**Work task:** Please reproduce the lines of the records below from the one holding "Target: pigeon" through the one holding "Target: open field", inclusive, skipping all pictures.

----- Supplied data -----

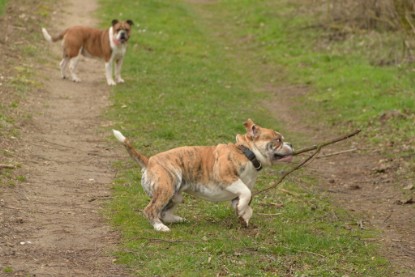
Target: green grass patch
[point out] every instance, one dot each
(192, 74)
(2, 6)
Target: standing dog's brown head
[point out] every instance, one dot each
(121, 30)
(268, 145)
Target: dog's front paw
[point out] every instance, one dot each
(246, 216)
(161, 227)
(111, 82)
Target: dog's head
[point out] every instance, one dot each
(121, 30)
(268, 145)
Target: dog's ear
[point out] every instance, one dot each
(251, 128)
(239, 138)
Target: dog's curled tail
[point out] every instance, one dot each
(52, 38)
(139, 158)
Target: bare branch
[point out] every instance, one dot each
(317, 149)
(9, 166)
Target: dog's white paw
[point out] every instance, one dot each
(169, 218)
(161, 227)
(246, 216)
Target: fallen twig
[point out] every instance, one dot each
(9, 166)
(317, 149)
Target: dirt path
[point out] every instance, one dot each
(55, 227)
(363, 182)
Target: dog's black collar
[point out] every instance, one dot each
(251, 156)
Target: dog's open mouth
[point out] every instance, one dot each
(283, 158)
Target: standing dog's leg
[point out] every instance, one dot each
(118, 65)
(63, 65)
(242, 206)
(108, 72)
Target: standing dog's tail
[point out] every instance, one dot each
(52, 38)
(140, 159)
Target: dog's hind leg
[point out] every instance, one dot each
(72, 68)
(242, 204)
(162, 194)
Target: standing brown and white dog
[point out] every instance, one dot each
(215, 173)
(109, 45)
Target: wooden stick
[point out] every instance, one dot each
(317, 149)
(7, 166)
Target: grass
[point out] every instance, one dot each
(18, 79)
(194, 72)
(2, 6)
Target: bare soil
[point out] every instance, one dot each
(374, 189)
(52, 224)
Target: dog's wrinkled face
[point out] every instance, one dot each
(268, 145)
(121, 30)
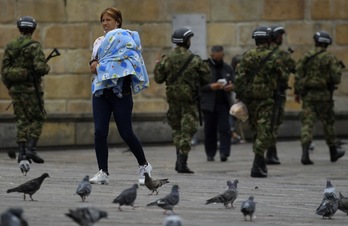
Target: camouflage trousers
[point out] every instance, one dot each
(29, 117)
(322, 110)
(279, 120)
(183, 119)
(260, 115)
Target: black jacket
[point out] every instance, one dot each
(208, 96)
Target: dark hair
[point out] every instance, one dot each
(114, 13)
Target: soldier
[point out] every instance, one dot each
(22, 69)
(255, 85)
(184, 74)
(317, 74)
(276, 38)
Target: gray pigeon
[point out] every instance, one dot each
(153, 184)
(24, 166)
(172, 220)
(248, 207)
(86, 216)
(13, 217)
(227, 196)
(29, 187)
(328, 206)
(343, 203)
(168, 202)
(84, 188)
(127, 197)
(329, 188)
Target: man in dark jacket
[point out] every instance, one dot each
(215, 103)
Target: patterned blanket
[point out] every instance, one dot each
(119, 55)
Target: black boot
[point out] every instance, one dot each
(256, 170)
(336, 153)
(305, 155)
(31, 151)
(271, 156)
(21, 154)
(182, 167)
(177, 159)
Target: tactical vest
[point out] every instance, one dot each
(181, 87)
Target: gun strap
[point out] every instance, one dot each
(312, 57)
(182, 69)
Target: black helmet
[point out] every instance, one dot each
(261, 32)
(181, 35)
(276, 30)
(322, 37)
(26, 22)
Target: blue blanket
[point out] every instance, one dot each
(119, 55)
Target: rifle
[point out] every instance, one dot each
(55, 52)
(197, 98)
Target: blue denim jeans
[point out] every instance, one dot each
(121, 108)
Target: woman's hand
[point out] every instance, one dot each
(93, 67)
(228, 87)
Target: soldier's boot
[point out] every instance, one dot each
(177, 159)
(22, 152)
(11, 154)
(336, 153)
(182, 166)
(305, 155)
(256, 170)
(271, 156)
(31, 151)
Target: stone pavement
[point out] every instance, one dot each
(289, 196)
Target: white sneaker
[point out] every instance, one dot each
(99, 178)
(142, 169)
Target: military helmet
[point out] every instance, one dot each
(261, 32)
(181, 35)
(276, 30)
(26, 22)
(322, 37)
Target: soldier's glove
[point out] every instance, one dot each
(298, 99)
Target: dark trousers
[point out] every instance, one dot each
(217, 123)
(121, 108)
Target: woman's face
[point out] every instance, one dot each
(108, 23)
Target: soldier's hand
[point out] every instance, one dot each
(93, 67)
(216, 86)
(228, 87)
(298, 99)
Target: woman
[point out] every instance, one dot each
(116, 60)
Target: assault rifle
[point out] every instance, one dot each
(55, 52)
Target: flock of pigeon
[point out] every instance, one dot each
(87, 216)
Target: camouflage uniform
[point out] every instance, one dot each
(290, 66)
(182, 114)
(313, 82)
(255, 86)
(18, 69)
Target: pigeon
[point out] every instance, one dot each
(227, 196)
(127, 197)
(343, 203)
(86, 216)
(248, 207)
(172, 220)
(153, 184)
(168, 202)
(13, 217)
(24, 166)
(11, 154)
(29, 187)
(84, 188)
(329, 188)
(328, 206)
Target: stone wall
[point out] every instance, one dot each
(72, 26)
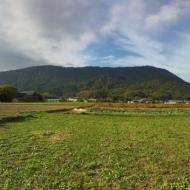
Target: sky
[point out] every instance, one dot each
(77, 33)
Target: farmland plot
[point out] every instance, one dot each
(99, 149)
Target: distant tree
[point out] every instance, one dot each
(7, 93)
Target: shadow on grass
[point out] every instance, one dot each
(18, 118)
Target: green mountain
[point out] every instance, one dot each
(99, 82)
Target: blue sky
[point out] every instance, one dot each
(98, 33)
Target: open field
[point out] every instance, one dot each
(100, 149)
(16, 108)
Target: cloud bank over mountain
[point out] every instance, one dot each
(101, 33)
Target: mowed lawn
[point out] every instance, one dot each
(145, 150)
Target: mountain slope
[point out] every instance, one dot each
(99, 82)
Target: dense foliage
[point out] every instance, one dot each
(102, 83)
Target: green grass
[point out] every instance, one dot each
(99, 150)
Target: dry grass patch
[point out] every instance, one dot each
(51, 135)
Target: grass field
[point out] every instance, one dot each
(16, 108)
(100, 149)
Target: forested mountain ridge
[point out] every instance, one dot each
(99, 82)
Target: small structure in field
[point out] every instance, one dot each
(72, 99)
(28, 96)
(79, 110)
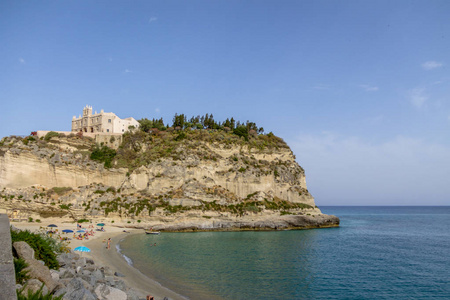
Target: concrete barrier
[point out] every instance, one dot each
(7, 275)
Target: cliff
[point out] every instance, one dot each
(178, 180)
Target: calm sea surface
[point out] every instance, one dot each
(377, 253)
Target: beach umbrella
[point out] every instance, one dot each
(82, 249)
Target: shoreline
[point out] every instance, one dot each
(133, 277)
(112, 258)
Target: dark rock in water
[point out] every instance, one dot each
(78, 289)
(119, 274)
(64, 259)
(106, 292)
(35, 269)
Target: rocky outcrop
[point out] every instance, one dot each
(36, 269)
(78, 278)
(202, 186)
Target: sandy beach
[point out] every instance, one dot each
(110, 257)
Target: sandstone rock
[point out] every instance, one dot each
(132, 295)
(66, 273)
(97, 274)
(34, 285)
(105, 292)
(118, 274)
(54, 274)
(23, 250)
(78, 289)
(36, 269)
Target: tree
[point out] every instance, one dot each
(241, 131)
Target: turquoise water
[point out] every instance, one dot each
(377, 253)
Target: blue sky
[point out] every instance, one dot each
(360, 90)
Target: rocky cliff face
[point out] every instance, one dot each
(204, 185)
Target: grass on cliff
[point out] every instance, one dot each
(38, 295)
(44, 247)
(140, 148)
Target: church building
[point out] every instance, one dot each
(101, 123)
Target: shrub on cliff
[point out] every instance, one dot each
(103, 154)
(43, 248)
(19, 269)
(38, 295)
(50, 134)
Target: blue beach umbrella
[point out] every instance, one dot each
(82, 249)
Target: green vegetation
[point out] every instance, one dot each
(19, 269)
(59, 190)
(44, 247)
(50, 134)
(103, 154)
(38, 295)
(65, 206)
(134, 208)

-----

**Exercise result:**
Target: pigeon
[point out] every instance, one dot each
(227, 196)
(127, 197)
(343, 203)
(86, 216)
(248, 207)
(172, 220)
(153, 184)
(168, 202)
(13, 217)
(24, 166)
(11, 154)
(29, 187)
(84, 188)
(329, 188)
(328, 206)
Target: stone wall
[point out] every instance, one dot each
(72, 26)
Target: sky
[point out] every instance, one dot each
(77, 33)
Target: farmland plot
[point out] every instance, one dot each
(99, 149)
Target: distant tree
[point out] every instance, one dot each
(7, 93)
Target: shadow on grass
[point out] every instance, one dot each
(18, 118)
Target: green mountain
[point out] every instance, one dot each
(99, 82)
Target: blue sky
[point out] every instance, one dot each
(98, 33)
Target: open field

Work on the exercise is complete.